(WHAT IS BEING ASKED): In the birthday poppies post below, what was used to sponge the edges of the vellum?

(SOURCE TEXT):
++++++++

Friday, September 26, 2014

Birthday Poppies

I absolutely LOVE these poppy stamps from Hero Arts!  I typically stamp them with dye ink pads and then deepen some of the colors with colored pencils.  

Here, I made the top one first.  I needed another birthday card, and I had this poppy already stamped on a square of vellum, just sitting in my scrap drawer.  I tried layering it over this bright yellow patterned paper and immediately fell in love with the combination.  (I sponged the edges of the vellum first, using brown chalk ink.)  Alas, since it's an old pack, I don't have much of this particular yellow paper--just one more small square.  So..........

...I created this card, using a different poppy and layering the vellum over a more recent patterned paper.  I like it, but I wish it were a brighter yellow.  The colors just don't have the same pop, do they?

++++++++

(AVAILABLE DATA):
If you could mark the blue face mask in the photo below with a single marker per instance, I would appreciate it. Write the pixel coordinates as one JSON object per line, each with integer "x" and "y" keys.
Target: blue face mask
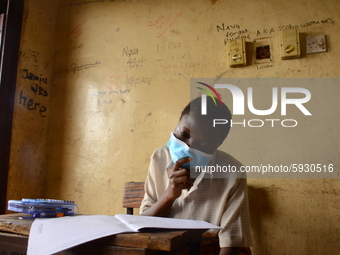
{"x": 179, "y": 149}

++++++++

(THE OUTPUT): Brown chalk ink.